** Task description **
Each entry must appear again exactly as it does in the source.

Phrase grounding data:
========

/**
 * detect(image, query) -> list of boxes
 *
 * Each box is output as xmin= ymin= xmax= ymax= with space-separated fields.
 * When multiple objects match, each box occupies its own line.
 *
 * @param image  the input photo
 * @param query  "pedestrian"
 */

========

** Solved exercise **
/**
 * detect(image, query) -> list of boxes
 *
 * Each box is output as xmin= ymin= xmax= ymax= with space-separated fields.
 * When multiple objects match, each box occupies its own line.
 *
 * @param image  the input photo
 * @param query  "pedestrian"
 */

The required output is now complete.